**What the task requires**
Pictures do not belong in the copy; retype the records below exactly.
----
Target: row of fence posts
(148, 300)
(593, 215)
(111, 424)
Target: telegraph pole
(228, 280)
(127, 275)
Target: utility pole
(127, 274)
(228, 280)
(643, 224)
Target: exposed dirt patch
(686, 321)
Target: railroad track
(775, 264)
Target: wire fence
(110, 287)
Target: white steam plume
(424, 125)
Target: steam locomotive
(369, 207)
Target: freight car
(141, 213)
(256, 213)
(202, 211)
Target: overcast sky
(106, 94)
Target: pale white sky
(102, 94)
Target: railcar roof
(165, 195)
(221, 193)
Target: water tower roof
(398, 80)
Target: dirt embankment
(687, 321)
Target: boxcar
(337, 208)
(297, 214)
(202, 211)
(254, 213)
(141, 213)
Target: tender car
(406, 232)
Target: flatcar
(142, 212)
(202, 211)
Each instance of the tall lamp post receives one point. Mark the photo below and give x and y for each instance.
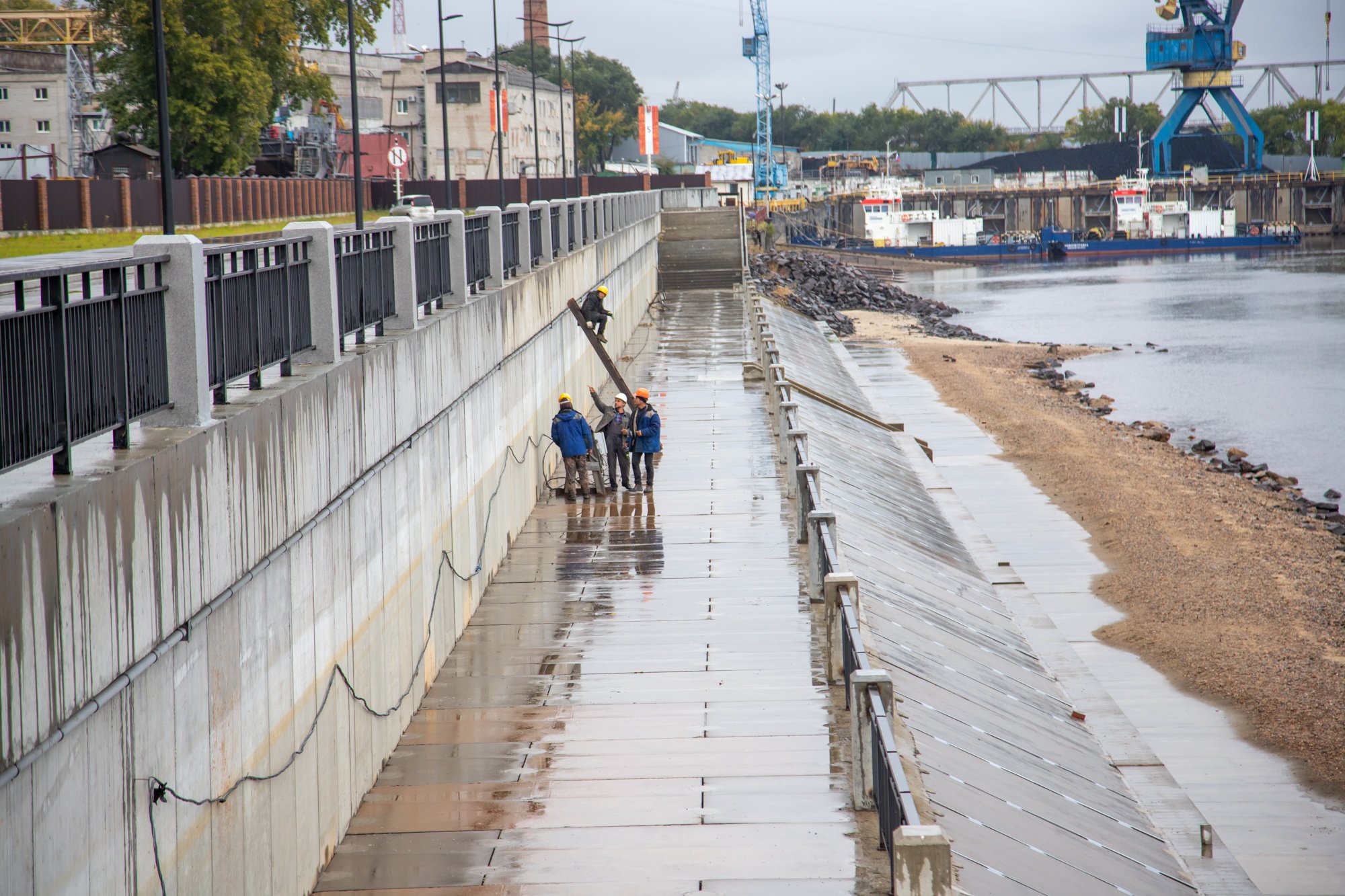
(537, 136)
(443, 104)
(575, 107)
(500, 100)
(354, 118)
(165, 142)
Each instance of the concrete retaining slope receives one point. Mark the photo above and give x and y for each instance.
(354, 479)
(701, 249)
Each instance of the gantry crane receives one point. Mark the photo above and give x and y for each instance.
(758, 48)
(1203, 49)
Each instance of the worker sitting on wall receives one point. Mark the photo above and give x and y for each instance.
(595, 314)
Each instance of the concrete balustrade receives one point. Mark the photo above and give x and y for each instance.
(314, 518)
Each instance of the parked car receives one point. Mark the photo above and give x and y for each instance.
(414, 206)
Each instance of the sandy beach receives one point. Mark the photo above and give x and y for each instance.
(1226, 591)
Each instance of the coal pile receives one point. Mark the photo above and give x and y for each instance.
(821, 287)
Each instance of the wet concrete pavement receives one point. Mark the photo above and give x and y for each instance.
(636, 706)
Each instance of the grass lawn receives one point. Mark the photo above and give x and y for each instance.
(42, 244)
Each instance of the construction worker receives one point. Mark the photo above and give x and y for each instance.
(594, 311)
(645, 439)
(615, 427)
(572, 435)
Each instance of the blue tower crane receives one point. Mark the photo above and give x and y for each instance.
(758, 48)
(1203, 49)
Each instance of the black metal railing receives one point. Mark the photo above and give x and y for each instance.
(434, 268)
(258, 310)
(83, 350)
(365, 286)
(509, 243)
(478, 231)
(535, 236)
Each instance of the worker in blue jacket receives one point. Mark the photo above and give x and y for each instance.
(575, 438)
(646, 442)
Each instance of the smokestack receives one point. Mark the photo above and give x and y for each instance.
(536, 33)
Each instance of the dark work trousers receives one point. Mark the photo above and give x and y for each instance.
(618, 455)
(649, 467)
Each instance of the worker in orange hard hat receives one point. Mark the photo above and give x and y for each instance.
(595, 314)
(646, 439)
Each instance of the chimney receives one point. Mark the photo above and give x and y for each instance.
(537, 34)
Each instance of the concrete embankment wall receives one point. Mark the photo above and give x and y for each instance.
(354, 478)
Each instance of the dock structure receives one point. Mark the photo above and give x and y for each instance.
(634, 708)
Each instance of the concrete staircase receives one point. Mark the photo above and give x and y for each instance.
(700, 249)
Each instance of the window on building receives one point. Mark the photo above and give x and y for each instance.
(463, 92)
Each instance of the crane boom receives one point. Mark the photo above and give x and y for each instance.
(758, 48)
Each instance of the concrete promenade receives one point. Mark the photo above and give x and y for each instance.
(637, 705)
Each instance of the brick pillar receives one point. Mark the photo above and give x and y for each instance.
(44, 213)
(85, 205)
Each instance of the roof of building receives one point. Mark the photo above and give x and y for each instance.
(134, 147)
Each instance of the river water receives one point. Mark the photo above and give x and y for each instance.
(1256, 345)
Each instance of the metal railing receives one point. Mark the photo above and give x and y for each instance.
(478, 235)
(91, 356)
(535, 236)
(878, 772)
(434, 270)
(258, 310)
(509, 243)
(365, 286)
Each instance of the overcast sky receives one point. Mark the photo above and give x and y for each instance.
(855, 50)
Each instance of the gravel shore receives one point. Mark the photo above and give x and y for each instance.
(1225, 588)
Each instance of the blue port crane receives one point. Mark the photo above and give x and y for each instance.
(1203, 49)
(758, 48)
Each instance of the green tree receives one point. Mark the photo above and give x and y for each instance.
(231, 65)
(1097, 126)
(1284, 127)
(609, 91)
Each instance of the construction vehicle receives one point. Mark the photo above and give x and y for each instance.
(1203, 49)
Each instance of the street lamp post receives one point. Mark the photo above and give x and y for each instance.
(443, 103)
(354, 118)
(500, 101)
(165, 140)
(537, 134)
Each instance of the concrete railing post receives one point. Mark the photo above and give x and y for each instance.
(817, 552)
(323, 315)
(563, 222)
(861, 739)
(185, 326)
(545, 210)
(404, 272)
(459, 294)
(497, 235)
(836, 620)
(922, 861)
(525, 237)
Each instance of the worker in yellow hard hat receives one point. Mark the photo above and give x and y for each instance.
(595, 314)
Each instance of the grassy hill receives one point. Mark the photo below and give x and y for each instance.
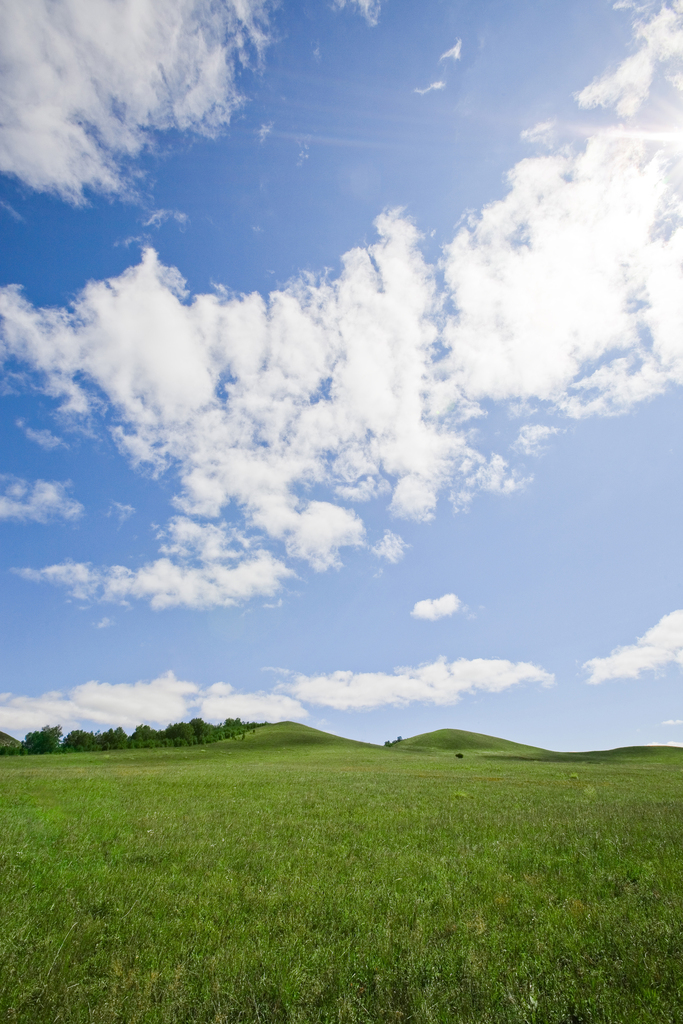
(285, 734)
(461, 740)
(295, 876)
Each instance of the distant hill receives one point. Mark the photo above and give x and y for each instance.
(460, 739)
(293, 734)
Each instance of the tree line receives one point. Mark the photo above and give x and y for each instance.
(50, 738)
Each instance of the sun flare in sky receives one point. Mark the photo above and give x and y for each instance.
(344, 338)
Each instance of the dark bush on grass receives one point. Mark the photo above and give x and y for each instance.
(48, 739)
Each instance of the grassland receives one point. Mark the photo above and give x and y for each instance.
(292, 877)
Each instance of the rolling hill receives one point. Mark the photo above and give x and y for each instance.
(459, 741)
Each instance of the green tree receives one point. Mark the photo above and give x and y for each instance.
(79, 739)
(44, 741)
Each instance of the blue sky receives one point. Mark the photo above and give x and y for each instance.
(342, 356)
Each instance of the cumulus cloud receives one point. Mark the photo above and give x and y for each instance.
(662, 645)
(327, 384)
(45, 438)
(84, 82)
(122, 512)
(568, 292)
(430, 88)
(436, 607)
(369, 8)
(163, 699)
(38, 502)
(440, 683)
(660, 41)
(221, 700)
(390, 547)
(159, 701)
(530, 438)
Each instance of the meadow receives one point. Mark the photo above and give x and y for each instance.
(295, 877)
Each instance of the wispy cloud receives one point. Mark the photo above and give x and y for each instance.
(159, 701)
(454, 52)
(37, 502)
(369, 8)
(530, 438)
(122, 512)
(159, 217)
(567, 291)
(83, 85)
(45, 438)
(440, 682)
(659, 646)
(430, 88)
(391, 547)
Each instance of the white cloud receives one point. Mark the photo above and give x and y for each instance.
(662, 645)
(390, 547)
(568, 292)
(162, 700)
(439, 683)
(10, 210)
(84, 82)
(530, 438)
(122, 512)
(436, 607)
(568, 289)
(660, 39)
(543, 132)
(369, 8)
(38, 502)
(221, 701)
(454, 52)
(45, 438)
(159, 217)
(430, 88)
(167, 584)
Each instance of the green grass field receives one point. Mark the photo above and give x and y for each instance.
(293, 877)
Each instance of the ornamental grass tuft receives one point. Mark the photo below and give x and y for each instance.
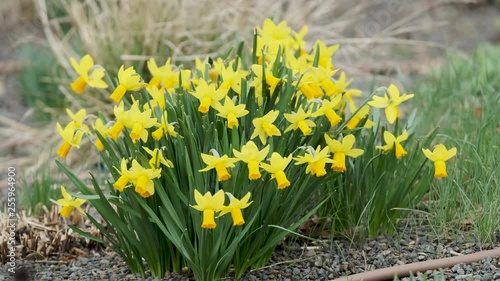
----
**Result of this exercise**
Target: row of fence posts
(148, 300)
(593, 215)
(111, 424)
Target: telegraph pole
(228, 280)
(127, 275)
Target: utility pole
(127, 274)
(228, 280)
(643, 224)
Target: exposed dirt patch
(686, 321)
Target: railroad track
(775, 264)
Target: wire fence
(110, 287)
Target: white steam plume
(424, 125)
Target: steam locomotive
(369, 207)
Target: freight car
(141, 213)
(256, 213)
(202, 211)
Target: overcast sky
(106, 94)
Target: pale white sky
(102, 94)
Target: railcar roof
(165, 195)
(221, 193)
Target: water tower roof
(398, 80)
Target: dirt embankment
(687, 321)
Target: boxcar
(337, 208)
(297, 214)
(202, 211)
(254, 213)
(141, 213)
Target: tender car
(406, 232)
Target: flatcar
(142, 212)
(202, 211)
Each instance of the tall lamp post receives one point. Mark the photo below and give x and y for each instance.
(537, 136)
(443, 104)
(575, 107)
(500, 100)
(354, 118)
(165, 142)
Each instance of the concrete retaining slope receives one point. Mark the photo above and give x and y for each instance.
(354, 479)
(701, 249)
Each instance of the gantry crane receives one point. Mark the photo above and give x and y for each instance.
(758, 48)
(1203, 49)
Each instance of the worker sitting on wall receives one point. Mark the photo above and give x and y for each instance.
(595, 314)
Each instance of the concrete balustrade receives one point. Mark the photo above and give x and y for each instance.
(314, 518)
Each instance of the parked car receives one point. Mark the photo above and give x and y for each instance.
(414, 206)
Each instance of the sandy beach receives one point. Mark the photo above and give x and y for each instance.
(1226, 591)
Each instance of the coal pile receives one point. Mark the photo above and give x and y for each instance.
(821, 287)
Each instance of the wet concrete pavement receives one point. Mark the photo above and give x and y for each instance.
(636, 706)
Each instance of the grass lawn receives one point. Mark the photo above and give x and y for each instance.
(42, 244)
Each instance of the construction worker receives one point. Mark the photo above and give x and y for each instance.
(594, 311)
(645, 439)
(615, 427)
(572, 435)
Each instance of the blue tower crane receives one point. Mark the photo above and give x and y for each instance.
(758, 48)
(1203, 49)
Each instance of the black metal railing receives one point. Mark the photo above and give x and y for each instance.
(434, 268)
(258, 310)
(83, 350)
(365, 286)
(509, 243)
(478, 231)
(535, 236)
Each instance of the worker in blue jacket receives one point. Mark the photo above and give x and y for each instance.
(575, 438)
(646, 442)
Each instance of the smokestack receives one point. Mark the photo above and give x and y for each instance.
(536, 33)
Each instance of the dark work trousers receives one point. Mark the photo above and give x and y for each instance.
(618, 455)
(649, 467)
Each instance of the worker in orange hard hat receives one point. Mark the photo above and give x and y for each instance.
(595, 314)
(646, 439)
Each instance of the chimney receives one point. Mark the photo above and give x and y for each instance.
(537, 34)
Each instance of the concrete embankment wall receives one point. Mark the photo above and give x and y for each instance.
(354, 478)
Each instance of the dock structure receives one point. Mark the photo above and give x and y for each instance.
(634, 708)
Each instance of the concrete staircase receives one point. Mark the photo above and give x and y for each instance.
(700, 249)
Each instance of the window on building receives one point. Mark the photo above and give x and y for each instance.
(463, 92)
Each instance of the crane boom receives one point. Mark the photo above and give x and y for each instance.
(758, 48)
Each instance of the concrete promenade receives one point. Mark the photo above and give x and y for each instance.
(637, 705)
Each instance of the brick pillar receives one point. Mark the photo above and give x and y for each instance.
(44, 213)
(85, 205)
Each instance of the roof of building receives one point. Mark the photo above and give x and y for each instance.
(134, 147)
Each instance of the river water receives one point. Mark the photo above and give x and y for each instance.
(1256, 345)
Each instance of the metal railing receives one point. Mark the photo above and give x and y for each instance.
(478, 235)
(91, 356)
(535, 236)
(878, 772)
(434, 270)
(258, 310)
(509, 243)
(365, 286)
Each instance of the overcast sky receives one point. Mark the photo above and give x and y for each instance.
(855, 50)
Each instance of the gravel shore receives one point. Mark the photo above and give x and y for each instance.
(1225, 588)
Each instance of the blue port crane receives one point. Mark the photo above and give x and y for each instance.
(1203, 49)
(758, 48)
Each instance of the green tree receives one point. Mark the photo above and give x and y for each instance.
(231, 65)
(1097, 126)
(1284, 127)
(609, 91)
Each instance of the construction vehicle receives one point. Mark the photo above and give x and y for each instance.
(1203, 49)
Each instance of the street lamp post receives one point. Mark the photo above and give x and y for each instance.
(443, 103)
(354, 118)
(500, 101)
(165, 140)
(537, 134)
Each instance of the concrete railing post receives one point. Mark the photo above and give x and y for each instance.
(817, 552)
(323, 315)
(563, 222)
(861, 739)
(185, 326)
(545, 210)
(404, 272)
(459, 294)
(497, 235)
(836, 620)
(922, 861)
(525, 237)
Each instance of the worker in yellow hard hat receives one point. Mark the photo above and give x and y for each instance.
(595, 314)
Each instance of the grassy hill receives one point. Mark the photo below and give x and y for each instance.
(285, 734)
(461, 740)
(295, 876)
Each instance of the distant hill receives one point. Mark the photo above and give x and y for each instance.
(460, 739)
(293, 734)
Each instance of the tree line receives one point. Mark the photo above and give x and y for each instance.
(50, 738)
Each instance of the sun flare in sky receives one point. Mark the photo above and give x and y for each instance.
(344, 338)
Each instance of the dark bush on grass receives one point. Mark the photo above and give x and y for each instance.
(48, 739)
Each instance of the grassland receives one point. Mark the photo above and give x and y for each instance.
(292, 877)
Each instance of the rolling hill receives one point. Mark the photo above and give x and y for each instance.
(459, 741)
Each instance of the green tree receives one point. Mark the photo above and give x and y for each instance.
(79, 739)
(44, 741)
Each instance of the blue sky receives one point. Mark the photo above and give x and y for each instance.
(342, 356)
Each instance of the cumulus cloud receives one point. Mark the photo above and give x and y for each instance.
(662, 645)
(327, 384)
(45, 438)
(84, 82)
(122, 512)
(568, 292)
(430, 88)
(436, 607)
(369, 8)
(163, 699)
(38, 502)
(440, 683)
(660, 41)
(221, 700)
(390, 547)
(159, 701)
(530, 438)
Each instance of the meadow receives one point. Mark the photo above and give x and y for each instance.
(295, 877)
Each instance of the wispy cloud receives one point. Mark the photo above and give x and y for each instance.
(159, 701)
(454, 52)
(37, 502)
(369, 8)
(530, 438)
(122, 512)
(159, 217)
(567, 291)
(83, 85)
(45, 438)
(440, 682)
(659, 646)
(430, 88)
(391, 547)
Each instance of the white cloud receives one point. Mark the photo above and give x and y for each instance.
(662, 645)
(390, 547)
(568, 292)
(162, 700)
(439, 683)
(10, 210)
(84, 82)
(530, 438)
(122, 512)
(436, 607)
(568, 289)
(660, 39)
(543, 132)
(369, 8)
(38, 502)
(221, 701)
(454, 52)
(45, 438)
(159, 217)
(430, 88)
(167, 584)
Each instance of the green grass field receives one point. Mark the photo above and give x and y for each instance.
(293, 877)
Each instance of the ornamental grass tuft receives one point. Mark the photo below and give x and y for each instance.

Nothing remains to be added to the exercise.